Re: per-cpu caches for pools

Simon Mages Mon, 31 Oct 2016 11:14:33 -0700

Hi,

today i did some performance messurements on OpenBSD-current, with and
without your diff.


I use a custom HTTP proxy. Performance in this case is requests/s and bandwidth.
To messure requests/s i use requests with a very small response. To
messure bandwidth
i use big responses. This custom proxy uses socket splicing to improve
the performace for
bigger junks of data. The following results are a average over
multiple test runs.

without your diff:
requests/s = 3929
bandwidth in Mbit/s = 1196

with your diff:
requests/s = 4093
bandwidth in Mbit/s = 1428

Just ask if you want more details on the testsetup.

BR

Simon

2016-10-27 5:54 GMT+02:00, David Gwynne <[email protected]>:
> On Tue, Oct 25, 2016 at 10:35:45AM +1000, David Gwynne wrote:
>> On Mon, Oct 24, 2016 at 04:24:13PM +1000, David Gwynne wrote:
>> > ive posted this before as part of a much bigger diff, but smaller
>> > is better.
>> >
>> > it basically lets things ask for per-cpu item caches to be enabled
>> > on pools. the most obvious use case for this is the mbuf pools.

SET EXERCISE A → Repeat the passage of the per-cpu caches thread from "today i did" to "requests/s and bandwidth.", swapping "proxy" for "gateway".
SET EXERCISE B → In the per-cpu caches thread, what bandwidth was measured with the diff applied?
SET EXERCISE C → Carry on the per-cpu caches thread from the point where it stops.

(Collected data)

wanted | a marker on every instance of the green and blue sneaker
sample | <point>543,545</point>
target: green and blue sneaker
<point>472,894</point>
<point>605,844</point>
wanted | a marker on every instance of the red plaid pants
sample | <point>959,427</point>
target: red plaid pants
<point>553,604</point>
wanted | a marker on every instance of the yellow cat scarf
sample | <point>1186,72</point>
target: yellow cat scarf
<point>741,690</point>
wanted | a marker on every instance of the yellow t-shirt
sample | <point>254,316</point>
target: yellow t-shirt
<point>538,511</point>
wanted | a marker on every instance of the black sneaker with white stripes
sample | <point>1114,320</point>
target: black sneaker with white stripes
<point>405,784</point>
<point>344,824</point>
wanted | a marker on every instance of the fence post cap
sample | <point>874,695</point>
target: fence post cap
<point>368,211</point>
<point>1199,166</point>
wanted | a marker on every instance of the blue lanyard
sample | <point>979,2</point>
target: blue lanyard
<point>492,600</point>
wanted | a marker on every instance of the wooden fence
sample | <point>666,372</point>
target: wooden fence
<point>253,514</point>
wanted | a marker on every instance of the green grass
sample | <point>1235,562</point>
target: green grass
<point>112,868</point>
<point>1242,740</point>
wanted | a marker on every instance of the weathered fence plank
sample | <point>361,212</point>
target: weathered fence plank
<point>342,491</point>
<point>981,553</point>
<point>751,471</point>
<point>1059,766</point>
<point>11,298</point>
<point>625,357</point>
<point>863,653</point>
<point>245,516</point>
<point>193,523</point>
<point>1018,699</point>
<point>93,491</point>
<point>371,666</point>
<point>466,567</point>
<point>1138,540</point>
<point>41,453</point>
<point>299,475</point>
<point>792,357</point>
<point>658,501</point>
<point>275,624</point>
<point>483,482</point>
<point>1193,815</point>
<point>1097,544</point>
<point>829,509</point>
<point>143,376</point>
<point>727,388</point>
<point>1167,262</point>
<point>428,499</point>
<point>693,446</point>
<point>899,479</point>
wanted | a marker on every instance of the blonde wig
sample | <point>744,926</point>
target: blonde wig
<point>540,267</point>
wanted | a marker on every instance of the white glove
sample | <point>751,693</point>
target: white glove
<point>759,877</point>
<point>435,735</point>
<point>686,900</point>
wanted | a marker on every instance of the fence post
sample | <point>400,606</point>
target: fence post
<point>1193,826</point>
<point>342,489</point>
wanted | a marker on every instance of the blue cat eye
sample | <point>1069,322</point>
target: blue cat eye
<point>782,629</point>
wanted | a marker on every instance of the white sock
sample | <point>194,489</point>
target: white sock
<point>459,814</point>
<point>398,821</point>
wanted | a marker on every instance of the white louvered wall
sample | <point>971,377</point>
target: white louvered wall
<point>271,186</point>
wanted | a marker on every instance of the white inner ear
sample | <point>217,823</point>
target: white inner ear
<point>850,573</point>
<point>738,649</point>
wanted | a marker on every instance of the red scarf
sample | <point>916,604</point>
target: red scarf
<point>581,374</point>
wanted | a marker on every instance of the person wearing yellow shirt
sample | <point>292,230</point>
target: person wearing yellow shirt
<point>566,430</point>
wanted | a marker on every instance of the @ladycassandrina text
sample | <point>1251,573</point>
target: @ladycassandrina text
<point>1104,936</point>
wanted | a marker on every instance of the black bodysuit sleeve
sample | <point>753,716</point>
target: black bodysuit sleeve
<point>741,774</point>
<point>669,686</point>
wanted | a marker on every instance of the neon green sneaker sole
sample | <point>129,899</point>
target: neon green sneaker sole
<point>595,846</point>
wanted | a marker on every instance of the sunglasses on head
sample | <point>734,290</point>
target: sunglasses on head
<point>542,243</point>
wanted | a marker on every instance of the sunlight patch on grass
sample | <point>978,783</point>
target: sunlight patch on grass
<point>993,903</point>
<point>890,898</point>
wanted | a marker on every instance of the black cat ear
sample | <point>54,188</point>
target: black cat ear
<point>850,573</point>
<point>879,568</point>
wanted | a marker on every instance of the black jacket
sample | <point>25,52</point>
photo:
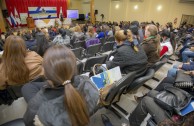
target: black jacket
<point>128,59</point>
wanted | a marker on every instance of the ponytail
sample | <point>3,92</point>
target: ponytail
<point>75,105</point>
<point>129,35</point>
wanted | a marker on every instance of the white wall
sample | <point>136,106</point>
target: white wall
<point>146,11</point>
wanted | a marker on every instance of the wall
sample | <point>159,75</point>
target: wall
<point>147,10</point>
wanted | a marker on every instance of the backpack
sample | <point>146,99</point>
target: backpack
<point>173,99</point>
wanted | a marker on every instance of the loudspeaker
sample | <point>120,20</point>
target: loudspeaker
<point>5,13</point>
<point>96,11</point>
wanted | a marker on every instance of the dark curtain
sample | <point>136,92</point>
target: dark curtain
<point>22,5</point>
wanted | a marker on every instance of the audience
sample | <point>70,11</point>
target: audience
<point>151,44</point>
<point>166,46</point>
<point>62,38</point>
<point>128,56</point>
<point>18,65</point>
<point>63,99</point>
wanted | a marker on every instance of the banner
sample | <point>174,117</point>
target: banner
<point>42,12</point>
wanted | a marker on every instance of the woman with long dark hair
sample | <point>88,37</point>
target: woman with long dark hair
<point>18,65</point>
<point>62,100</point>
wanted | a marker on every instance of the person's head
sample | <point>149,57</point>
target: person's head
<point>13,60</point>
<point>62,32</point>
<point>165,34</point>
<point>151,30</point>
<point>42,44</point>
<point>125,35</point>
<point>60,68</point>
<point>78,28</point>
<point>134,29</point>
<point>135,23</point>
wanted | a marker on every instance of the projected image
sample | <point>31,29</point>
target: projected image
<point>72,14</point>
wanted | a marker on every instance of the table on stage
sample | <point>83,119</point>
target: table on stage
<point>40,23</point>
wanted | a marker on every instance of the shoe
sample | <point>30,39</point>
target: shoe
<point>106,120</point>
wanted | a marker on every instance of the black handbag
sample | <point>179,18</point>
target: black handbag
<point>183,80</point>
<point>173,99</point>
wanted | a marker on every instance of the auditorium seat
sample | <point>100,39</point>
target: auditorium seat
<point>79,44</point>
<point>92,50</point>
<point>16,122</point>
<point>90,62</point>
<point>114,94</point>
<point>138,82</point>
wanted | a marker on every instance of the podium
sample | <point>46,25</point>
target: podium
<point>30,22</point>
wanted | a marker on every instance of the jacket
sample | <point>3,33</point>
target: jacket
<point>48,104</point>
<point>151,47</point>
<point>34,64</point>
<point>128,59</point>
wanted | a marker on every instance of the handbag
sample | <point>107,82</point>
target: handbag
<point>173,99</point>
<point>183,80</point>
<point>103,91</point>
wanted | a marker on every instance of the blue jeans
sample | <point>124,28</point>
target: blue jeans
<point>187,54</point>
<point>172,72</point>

==

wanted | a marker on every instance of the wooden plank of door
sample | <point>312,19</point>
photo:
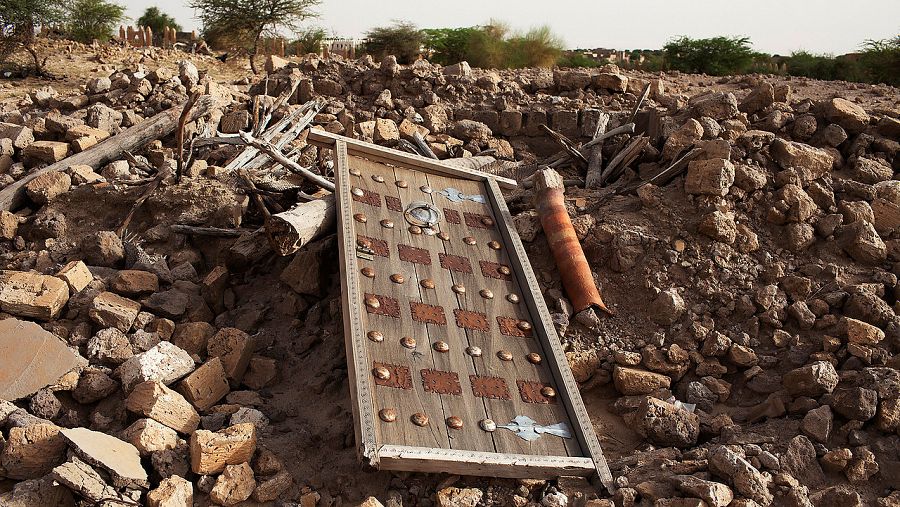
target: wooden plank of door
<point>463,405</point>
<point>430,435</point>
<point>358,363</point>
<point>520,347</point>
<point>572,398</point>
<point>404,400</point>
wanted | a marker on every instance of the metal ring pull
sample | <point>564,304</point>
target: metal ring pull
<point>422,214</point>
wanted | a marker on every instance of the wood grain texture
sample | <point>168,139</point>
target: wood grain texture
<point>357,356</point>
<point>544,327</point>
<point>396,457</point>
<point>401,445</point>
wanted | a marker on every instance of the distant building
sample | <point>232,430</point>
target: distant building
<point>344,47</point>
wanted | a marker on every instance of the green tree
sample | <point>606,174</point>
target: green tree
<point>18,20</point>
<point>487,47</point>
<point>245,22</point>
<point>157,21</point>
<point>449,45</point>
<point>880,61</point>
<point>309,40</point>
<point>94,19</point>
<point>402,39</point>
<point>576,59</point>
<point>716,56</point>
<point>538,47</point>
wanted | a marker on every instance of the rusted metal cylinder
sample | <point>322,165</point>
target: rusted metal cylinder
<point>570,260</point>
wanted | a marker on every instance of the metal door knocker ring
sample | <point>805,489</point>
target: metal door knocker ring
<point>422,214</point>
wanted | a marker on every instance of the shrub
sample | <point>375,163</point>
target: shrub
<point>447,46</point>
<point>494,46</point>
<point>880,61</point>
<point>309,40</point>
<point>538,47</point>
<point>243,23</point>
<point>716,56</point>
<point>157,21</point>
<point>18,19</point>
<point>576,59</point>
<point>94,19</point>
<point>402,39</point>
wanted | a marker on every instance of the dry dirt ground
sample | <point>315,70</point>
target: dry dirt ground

EXPECTED ANSWER A →
today i did some performance messurements on OpenBSD-current, with and
without your diff.


I use a custom HTTP gateway. Performance in this case is requests/s and bandwidth.

EXPECTED ANSWER B → 1428 Mbit/s

EXPECTED ANSWER C →
>> >
>> > the caches are modelled on whats described in the "Magazines and
>> > Vmem: Extending the Slab Allocator to Many CPUs and Arbitrary
>> > Resources" paper by Jeff Bonwick and Jonathan Adams. pools are
>> > modelled on slabs, which bonwick described in a previous paper.
>> >
>> > the main inspiration the paper provided was around how many objects
>> > to cache on each cpu, and how often to move sets of objects between
>> > the cpu caches and a global list of objects. unlike the paper we
>> > do not care about maintaining constructed objects on the free lists,
>> > so we reuse the objects themselves to build the free list.
>> >
>> > id like to get this in so we can tinker with it in tree. the things
>> > i think we need to tinker with are what poisioning we can get away
>> > with on the per cpu caches, and what limits can we enforce at the
>> > pool level.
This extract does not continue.